══ Texte fourni ══

Toutes ces heures passées à la réconforter. Elle était démolie. Son adolescent de seize ans et demi venait de faire un signalement à la DPJ. Elle l’aurait un peu « bardassé » (il dit qu’elle l’a aussi giflé), alors qu’il s’était finalement pointé, vers 22 h. Un soir de semaine.

Après avoir promis, une énième fois, d’être à la maison pour le souper. Après l’avoir laissée morte d’inquiétude, sans nouvelles depuis plusieurs heures. Après l’avoir encore narguée.

Son fils est en état de dépression, traité aux antidépresseurs. Mais il continue de faire le party. De boire à s’en saouler solide. Elle croit qu’il prend de la drogue. Elle sait qu’il a de mauvaises fréquentations.

Je comprends ce qu’elle vit. Ce que nous vivons toutes, avec des adolescent(e)s. Les demi-vérités. Les trucs qui disparaissent de la maison. L’alcool qui est parfois dilué, pour garder les niveaux raisonnables à l’œil. La confrontation. Le manque de respect. Le chantage. Les menaces de fugue. Les répliques incisives : « J’ai seize ans, je fais ce que je veux ! » Que, poussé à bout, personne n’est à l’abri d’une perte de contrôle.

Son fils, il est en échec scolaire total. Avec un suivi de son comportement. Je l’entends encore me raconter sa rencontre avec le directeur adjoint et les intervenants. Dépassés, eux aussi. Faut dire que le secondaire et lui, ça n’a pas cliqué depuis le début. Que les manquements à ses « engagements » sont presque aussi fréquents que son rejet de toute autorité à la maison. Que de mentir aux enseignants, c’est son quotidien.

═══
══ Données recueillies ══

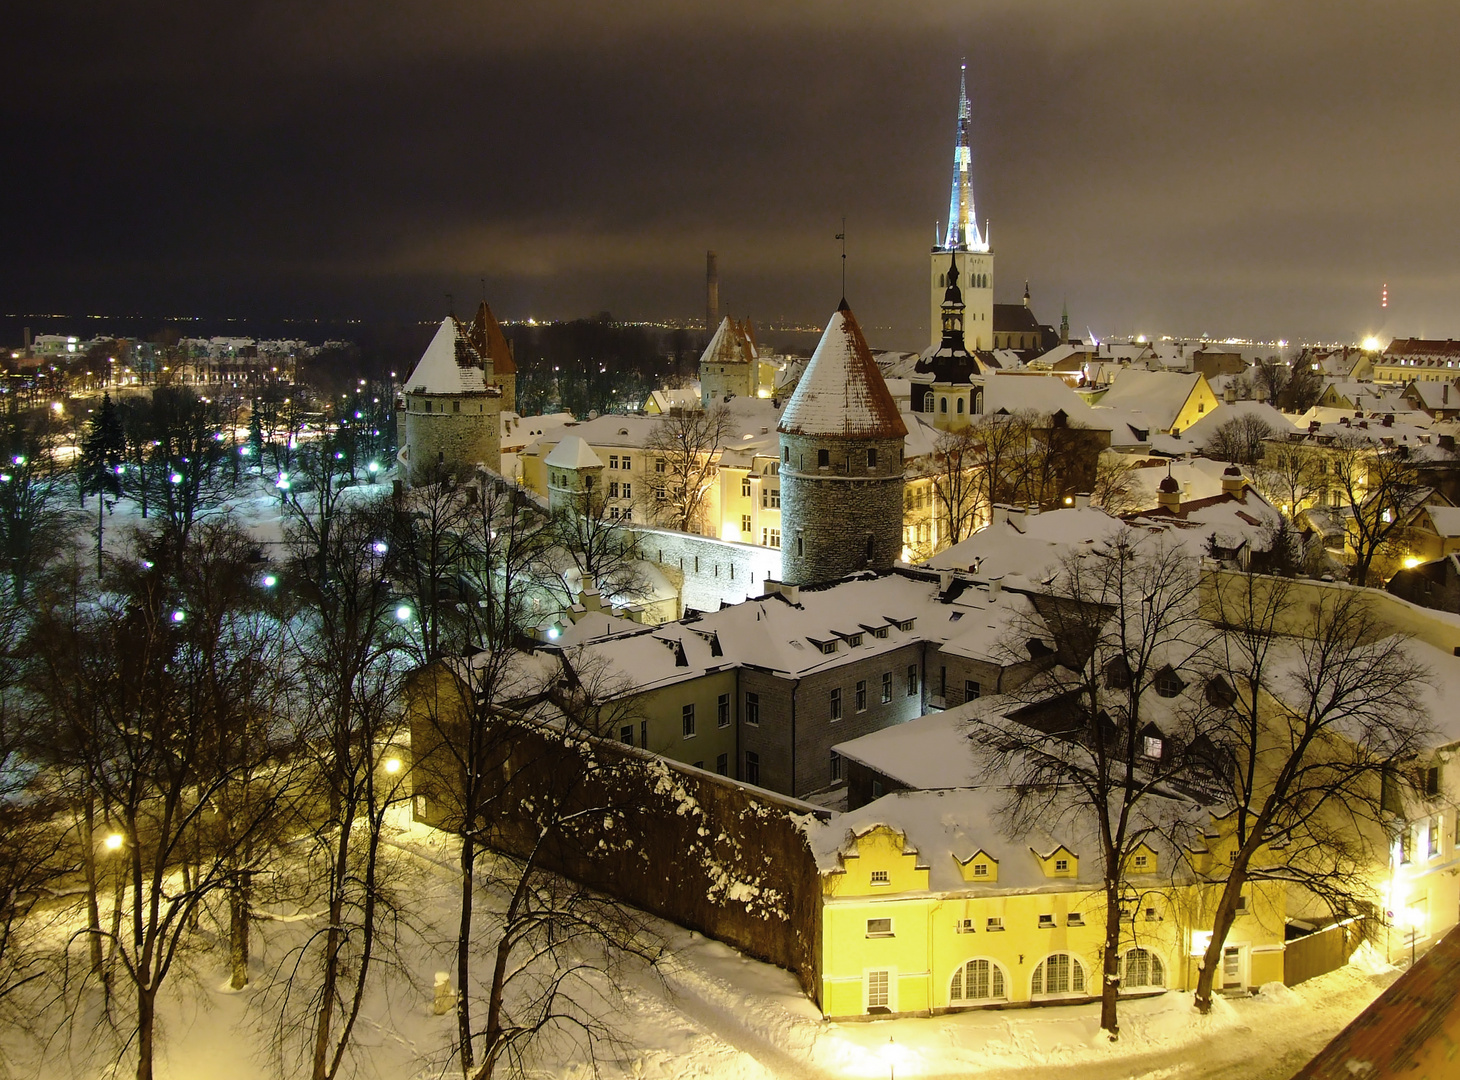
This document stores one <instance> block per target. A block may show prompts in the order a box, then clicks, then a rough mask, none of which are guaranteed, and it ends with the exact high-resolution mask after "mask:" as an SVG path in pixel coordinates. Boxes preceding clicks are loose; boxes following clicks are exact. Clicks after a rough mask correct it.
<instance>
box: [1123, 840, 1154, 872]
mask: <svg viewBox="0 0 1460 1080" xmlns="http://www.w3.org/2000/svg"><path fill="white" fill-rule="evenodd" d="M1158 871H1159V864H1158V860H1156V849H1155V848H1152V846H1150V845H1149V844H1146V842H1145V841H1142V842H1140V844H1137V845H1136V846H1134V848H1131V851H1130V854H1129V855H1126V873H1127V874H1155V873H1158Z"/></svg>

═══

§ **Consignes**
1 > Dans le texte fourni sur la mère et son fils, quel âge a le fils ?
2 > Prolongez, s'il vous plaît, le texte fourni sur la mère et son fils adolescent à partir de l'endroit où il s'arrête.
Les données recueillies n'interviennent pas ici.

§ **Résultats**
1 > Seize ans et demi.

2 >
Nous sommes mal faits, les parents. Nous nous inquiétons pour nos enfants. Pour leur santé. Peu importe ce qu’ils nous font vivre. À ne pas en dormir. Morts d’inquiétude.

Depuis le signalement, son fils est placé chez les grands-parents. Je les connais aussi. Les pauvres, ils devront vivre avec lui. Qui se dévoilera tranquillement dans tous ses aspects sombres. Au fur et à mesure qu’il voudra prendre le contrôle.

Je l’écoute me dire qu’elle est tombée — en préparant le linge que la DPJ a demandé de lui apporter — sur une cachette d’alcool. Sous le lit. Pire, sur quelques notes personnelles. Où son fils écrit que ça va mal depuis plus d’un an. Qu’il frappe mur après mur. Qu’il ment à tous les adultes (médecins et psychologues inclus). Elle me fait lire l’extrait, qu’elle a photographié avec son cellulaire. J’ai froid dans le dos. Surtout quand elle me dit que la DPJ préfère toujours, malgré ça, retenir la version de son fils.

Je ne l’excuse pas, mais je la comprends.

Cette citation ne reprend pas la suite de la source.